# start of PASSAGE GIVEN

Several of my friends are or have been in the military. For some it has been the best thing they ever did. For others it was a waste of time, still a very few it was a bad decision.

If your son at 22 doesn't want to join then he should not. Your husband needs to get a grip because he is going to drive your son farther away.

He also should not be yelling at you.

draconis


----------



## kajira

Making the choice to go into the service has be a personal choice, your sons choice. From reading your posts there seems to be other underlying issues that your husband may have that he is directing towards your son in an effort to get him to join the serivce. I suggest you following you true feelings and let your son decide for himself.


----------



## sarahdale24

Other than 'becoming a better man' I would find out any other reasons why he thinks he should join? Tell him that in order to have an honest discussion with your son, he needs to know why his father is so dead set on this. I agree your husband needs to realize that he can't control other peoples lives. And he's only pushing his son away. Big hugs to you for dealing with this, being caught in the middle is no fun!


----------



## demora

My husband was in the military, and he said that for some people it was the greated decision they ever made. For some it was okay, and for a few, it was the worst thing they had ever done.

Going into the military needs to be a personal decision. It can't be forced on someone. Either it's right for you, or it's not. Just like everything else in life, you only get out of it what you put in to it, however, with today's world going into the service with less then your whole heart is a dangerous move. 

I wish I had some pearls of wisdom to share to make this easier. I guess maybe find out if your husband's parents dictated his career and life choices and keep expressing that he should be free to lead the life he wants to lead and as long as he's not screwing it up with drugs and drinking, what's the problem? (not that it will work)


----------



## draconis

ANy updates?

draconis


----------



## stav

Does your son have something he particularly wants to do instead? Has he already made a career choice, maybe something hubby is not impressed with? Perhaps if he hasn't, the reason your husband is pushing it so much, is that he is worried that your son has no direction in life, no career plans?

Just a thought, as if your husband is not military himself, then I don't see why that is the choice he would make for his son, unless he was concerned that he is going nowhere with his life?


----------



## Liza

Is it a case where your son is perhaps out of control or is showing no interest in something that would make him a success on life? Why is your husband so bend on him serving?


----------

# end of PASSAGE GIVEN
# start of DATA LISTING

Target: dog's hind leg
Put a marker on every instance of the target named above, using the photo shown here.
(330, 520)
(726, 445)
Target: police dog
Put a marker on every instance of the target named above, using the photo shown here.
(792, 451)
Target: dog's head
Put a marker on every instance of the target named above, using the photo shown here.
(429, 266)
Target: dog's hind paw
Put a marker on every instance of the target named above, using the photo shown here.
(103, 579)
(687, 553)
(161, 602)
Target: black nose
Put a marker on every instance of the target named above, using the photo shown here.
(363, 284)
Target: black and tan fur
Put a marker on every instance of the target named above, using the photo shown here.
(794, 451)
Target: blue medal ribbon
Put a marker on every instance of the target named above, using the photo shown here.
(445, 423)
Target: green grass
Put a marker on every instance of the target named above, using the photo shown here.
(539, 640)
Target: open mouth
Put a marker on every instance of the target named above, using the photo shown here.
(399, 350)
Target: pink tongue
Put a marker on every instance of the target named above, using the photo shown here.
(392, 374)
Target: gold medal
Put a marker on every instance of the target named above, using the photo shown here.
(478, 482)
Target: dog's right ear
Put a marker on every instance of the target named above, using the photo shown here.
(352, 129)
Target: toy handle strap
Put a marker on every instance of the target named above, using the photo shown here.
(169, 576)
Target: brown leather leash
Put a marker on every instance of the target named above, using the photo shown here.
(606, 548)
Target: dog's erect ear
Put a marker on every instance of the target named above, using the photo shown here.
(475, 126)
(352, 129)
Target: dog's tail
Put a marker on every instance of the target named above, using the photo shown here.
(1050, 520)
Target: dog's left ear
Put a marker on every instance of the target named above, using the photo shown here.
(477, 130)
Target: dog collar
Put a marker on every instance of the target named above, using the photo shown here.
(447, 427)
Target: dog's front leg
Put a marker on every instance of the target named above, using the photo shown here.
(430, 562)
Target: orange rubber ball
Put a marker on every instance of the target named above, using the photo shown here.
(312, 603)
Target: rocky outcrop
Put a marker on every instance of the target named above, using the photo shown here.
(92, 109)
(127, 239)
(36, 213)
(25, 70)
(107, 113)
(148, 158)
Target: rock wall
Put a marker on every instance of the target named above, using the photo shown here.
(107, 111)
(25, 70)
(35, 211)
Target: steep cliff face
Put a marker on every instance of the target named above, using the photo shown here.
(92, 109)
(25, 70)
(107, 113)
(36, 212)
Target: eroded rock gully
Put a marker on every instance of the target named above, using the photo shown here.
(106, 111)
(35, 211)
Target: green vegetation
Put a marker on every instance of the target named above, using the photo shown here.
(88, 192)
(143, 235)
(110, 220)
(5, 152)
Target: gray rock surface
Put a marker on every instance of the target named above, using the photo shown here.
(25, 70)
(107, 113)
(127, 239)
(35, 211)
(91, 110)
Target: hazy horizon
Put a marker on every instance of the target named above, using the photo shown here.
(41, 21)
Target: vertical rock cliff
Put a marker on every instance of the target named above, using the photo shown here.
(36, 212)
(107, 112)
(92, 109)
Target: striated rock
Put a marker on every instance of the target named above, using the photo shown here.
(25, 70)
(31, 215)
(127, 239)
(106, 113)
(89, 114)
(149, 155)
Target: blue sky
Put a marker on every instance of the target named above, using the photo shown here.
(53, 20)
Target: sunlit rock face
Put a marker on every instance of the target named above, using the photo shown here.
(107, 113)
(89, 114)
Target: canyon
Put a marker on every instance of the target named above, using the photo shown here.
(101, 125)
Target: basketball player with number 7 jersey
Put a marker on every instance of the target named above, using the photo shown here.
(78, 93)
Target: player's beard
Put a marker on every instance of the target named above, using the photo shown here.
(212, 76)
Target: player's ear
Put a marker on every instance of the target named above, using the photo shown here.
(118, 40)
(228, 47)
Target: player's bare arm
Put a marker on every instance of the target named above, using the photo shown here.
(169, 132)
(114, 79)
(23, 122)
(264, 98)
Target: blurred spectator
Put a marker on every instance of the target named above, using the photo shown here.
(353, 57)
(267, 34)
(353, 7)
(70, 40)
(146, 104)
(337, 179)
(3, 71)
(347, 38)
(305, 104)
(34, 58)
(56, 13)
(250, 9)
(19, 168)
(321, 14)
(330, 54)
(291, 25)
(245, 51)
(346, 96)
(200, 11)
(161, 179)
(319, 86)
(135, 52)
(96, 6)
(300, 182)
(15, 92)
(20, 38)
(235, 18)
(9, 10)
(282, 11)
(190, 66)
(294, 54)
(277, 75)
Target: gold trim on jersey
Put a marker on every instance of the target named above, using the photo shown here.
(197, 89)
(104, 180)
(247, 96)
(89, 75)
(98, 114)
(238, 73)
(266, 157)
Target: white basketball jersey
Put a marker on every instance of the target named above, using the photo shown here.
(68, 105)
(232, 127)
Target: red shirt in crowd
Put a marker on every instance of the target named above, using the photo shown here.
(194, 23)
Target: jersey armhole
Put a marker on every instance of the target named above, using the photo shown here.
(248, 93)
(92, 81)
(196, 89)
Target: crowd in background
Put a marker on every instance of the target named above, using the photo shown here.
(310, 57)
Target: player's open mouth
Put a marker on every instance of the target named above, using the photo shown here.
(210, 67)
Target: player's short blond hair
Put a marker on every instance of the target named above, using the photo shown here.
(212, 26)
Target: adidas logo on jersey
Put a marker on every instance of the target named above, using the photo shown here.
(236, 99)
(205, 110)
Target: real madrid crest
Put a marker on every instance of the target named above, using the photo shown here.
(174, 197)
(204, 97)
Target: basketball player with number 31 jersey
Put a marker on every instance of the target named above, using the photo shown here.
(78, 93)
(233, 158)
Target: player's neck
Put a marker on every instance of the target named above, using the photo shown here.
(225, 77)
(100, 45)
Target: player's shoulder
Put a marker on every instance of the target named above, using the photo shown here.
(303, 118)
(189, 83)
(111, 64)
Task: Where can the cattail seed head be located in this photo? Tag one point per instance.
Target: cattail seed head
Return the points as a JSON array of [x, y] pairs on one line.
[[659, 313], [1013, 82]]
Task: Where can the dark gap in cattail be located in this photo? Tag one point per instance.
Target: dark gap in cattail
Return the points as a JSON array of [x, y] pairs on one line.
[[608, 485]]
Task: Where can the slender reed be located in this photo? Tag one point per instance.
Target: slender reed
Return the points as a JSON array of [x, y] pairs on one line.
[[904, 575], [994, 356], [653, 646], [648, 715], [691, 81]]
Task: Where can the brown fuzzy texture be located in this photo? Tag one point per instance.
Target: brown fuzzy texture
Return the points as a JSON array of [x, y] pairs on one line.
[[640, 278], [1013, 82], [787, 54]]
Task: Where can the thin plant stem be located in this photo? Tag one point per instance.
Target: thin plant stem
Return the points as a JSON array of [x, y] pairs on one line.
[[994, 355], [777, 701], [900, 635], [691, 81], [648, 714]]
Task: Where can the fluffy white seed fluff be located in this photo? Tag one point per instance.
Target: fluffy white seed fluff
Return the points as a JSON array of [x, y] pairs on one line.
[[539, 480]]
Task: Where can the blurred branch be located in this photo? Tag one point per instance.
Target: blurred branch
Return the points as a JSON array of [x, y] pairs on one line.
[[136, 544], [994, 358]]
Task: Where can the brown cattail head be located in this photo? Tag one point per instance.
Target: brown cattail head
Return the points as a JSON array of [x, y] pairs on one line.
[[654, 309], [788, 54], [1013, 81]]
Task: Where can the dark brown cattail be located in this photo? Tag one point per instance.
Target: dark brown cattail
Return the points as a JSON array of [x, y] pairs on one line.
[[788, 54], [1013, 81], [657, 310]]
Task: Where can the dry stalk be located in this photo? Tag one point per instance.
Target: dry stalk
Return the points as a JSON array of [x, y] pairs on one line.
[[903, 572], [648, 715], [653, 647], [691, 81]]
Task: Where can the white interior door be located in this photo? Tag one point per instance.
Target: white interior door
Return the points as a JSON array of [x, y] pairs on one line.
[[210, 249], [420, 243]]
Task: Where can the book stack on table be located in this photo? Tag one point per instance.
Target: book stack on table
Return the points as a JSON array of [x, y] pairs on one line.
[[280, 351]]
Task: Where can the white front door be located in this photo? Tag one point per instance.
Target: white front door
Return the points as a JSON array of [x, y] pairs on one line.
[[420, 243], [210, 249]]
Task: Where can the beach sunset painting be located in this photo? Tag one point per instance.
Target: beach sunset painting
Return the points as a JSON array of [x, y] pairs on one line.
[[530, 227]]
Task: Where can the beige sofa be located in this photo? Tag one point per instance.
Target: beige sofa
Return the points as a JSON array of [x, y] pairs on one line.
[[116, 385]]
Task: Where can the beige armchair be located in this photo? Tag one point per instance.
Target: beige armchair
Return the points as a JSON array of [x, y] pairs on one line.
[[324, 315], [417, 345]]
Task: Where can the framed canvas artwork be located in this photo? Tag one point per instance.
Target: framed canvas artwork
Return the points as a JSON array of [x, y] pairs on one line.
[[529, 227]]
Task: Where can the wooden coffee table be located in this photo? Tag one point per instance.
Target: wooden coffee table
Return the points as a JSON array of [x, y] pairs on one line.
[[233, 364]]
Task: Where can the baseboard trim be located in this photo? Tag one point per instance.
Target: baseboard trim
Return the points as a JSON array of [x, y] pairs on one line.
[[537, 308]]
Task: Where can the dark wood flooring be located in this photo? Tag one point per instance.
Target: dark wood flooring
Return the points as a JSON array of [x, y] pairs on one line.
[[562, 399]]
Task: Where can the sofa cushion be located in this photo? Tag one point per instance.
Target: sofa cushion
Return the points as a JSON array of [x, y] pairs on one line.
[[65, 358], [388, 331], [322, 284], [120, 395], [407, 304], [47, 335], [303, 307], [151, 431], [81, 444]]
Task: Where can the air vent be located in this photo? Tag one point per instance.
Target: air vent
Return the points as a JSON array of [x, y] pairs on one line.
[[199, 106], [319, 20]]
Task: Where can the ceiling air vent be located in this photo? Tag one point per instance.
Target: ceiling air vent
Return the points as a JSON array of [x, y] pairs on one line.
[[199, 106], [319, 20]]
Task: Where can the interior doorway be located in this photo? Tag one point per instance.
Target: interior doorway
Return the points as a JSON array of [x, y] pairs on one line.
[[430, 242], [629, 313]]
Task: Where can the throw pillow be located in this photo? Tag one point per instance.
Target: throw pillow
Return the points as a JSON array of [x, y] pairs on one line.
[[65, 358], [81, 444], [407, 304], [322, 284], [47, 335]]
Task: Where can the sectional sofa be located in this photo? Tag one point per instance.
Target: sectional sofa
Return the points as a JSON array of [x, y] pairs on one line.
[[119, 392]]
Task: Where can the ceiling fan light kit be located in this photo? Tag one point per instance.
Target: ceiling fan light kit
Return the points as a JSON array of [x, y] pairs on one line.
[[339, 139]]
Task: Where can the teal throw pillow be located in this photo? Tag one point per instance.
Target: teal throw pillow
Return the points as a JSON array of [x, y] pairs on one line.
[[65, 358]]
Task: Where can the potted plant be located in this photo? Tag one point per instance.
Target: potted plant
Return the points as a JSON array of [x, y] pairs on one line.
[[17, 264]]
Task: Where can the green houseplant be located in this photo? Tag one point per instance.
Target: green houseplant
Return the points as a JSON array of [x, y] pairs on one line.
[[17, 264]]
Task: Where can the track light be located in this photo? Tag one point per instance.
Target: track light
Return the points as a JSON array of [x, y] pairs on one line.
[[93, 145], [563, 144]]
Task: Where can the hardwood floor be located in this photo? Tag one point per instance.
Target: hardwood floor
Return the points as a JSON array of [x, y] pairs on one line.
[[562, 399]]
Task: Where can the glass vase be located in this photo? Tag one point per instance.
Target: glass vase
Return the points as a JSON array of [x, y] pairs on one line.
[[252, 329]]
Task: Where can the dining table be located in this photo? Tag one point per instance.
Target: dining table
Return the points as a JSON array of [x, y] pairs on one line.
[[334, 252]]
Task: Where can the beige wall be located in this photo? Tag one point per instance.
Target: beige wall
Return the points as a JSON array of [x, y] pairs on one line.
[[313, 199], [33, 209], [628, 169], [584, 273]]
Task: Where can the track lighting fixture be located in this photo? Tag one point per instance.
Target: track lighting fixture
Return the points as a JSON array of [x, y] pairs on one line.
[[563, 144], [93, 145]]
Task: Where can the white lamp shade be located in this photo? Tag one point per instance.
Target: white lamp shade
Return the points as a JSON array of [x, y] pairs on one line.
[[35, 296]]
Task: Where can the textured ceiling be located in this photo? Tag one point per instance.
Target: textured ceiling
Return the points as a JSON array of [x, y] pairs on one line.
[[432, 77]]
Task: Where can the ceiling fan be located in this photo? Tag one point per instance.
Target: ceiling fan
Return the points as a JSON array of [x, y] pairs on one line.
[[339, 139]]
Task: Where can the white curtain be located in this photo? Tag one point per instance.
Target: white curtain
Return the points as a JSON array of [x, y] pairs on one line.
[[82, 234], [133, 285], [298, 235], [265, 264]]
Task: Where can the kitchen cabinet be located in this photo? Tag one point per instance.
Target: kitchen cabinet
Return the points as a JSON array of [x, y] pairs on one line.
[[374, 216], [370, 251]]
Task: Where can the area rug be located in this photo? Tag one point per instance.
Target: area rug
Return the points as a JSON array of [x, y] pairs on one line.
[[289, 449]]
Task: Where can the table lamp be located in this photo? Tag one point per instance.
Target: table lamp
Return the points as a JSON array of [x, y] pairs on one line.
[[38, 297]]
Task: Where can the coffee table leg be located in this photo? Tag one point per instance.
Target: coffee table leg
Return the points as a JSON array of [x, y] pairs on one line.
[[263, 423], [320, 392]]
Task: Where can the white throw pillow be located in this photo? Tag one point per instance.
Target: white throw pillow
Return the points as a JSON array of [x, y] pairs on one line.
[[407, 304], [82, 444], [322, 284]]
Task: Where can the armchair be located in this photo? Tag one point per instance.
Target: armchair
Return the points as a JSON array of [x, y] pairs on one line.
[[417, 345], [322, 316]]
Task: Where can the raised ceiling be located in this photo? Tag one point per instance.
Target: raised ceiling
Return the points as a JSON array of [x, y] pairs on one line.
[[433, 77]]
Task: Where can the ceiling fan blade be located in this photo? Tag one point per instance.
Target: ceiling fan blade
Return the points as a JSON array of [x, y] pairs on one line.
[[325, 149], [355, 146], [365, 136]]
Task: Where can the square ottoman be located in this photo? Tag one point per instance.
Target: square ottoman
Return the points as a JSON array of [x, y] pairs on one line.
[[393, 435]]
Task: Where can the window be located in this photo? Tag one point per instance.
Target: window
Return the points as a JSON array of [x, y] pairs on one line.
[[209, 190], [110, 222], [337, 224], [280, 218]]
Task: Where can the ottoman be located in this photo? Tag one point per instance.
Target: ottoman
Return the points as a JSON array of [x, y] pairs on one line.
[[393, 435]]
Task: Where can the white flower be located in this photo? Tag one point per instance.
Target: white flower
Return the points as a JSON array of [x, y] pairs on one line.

# end of DATA LISTING

## DIRECTIVE
Return verbatim the portion of the forum thread from "My husband was" to "a dangerous move.", including both of those passages.

## EXPECTED OUTPUT
My husband was in the military, and he said that for some people it was the greated decision they ever made. For some it was okay, and for a few, it was the worst thing they had ever done.

Going into the military needs to be a personal decision. It can't be forced on someone. Either it's right for you, or it's not. Just like everything else in life, you only get out of it what you put in to it, however, with today's world going into the service with less then your whole heart is a dangerous move.